■ DATA UNDER STUDY ■
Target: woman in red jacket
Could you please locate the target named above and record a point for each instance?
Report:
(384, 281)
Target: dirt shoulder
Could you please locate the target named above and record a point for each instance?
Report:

■ PROBLEM DESCRIPTION ■
Please copy out the preceding data in full, exactly as written.

■ TASK RESULT ■
Target: woman in red jacket
Could you please locate the target named above and record a point for each instance?
Report:
(384, 281)
Target: dirt shoulder
Could you please locate the target named above and record a point for each instance?
Report:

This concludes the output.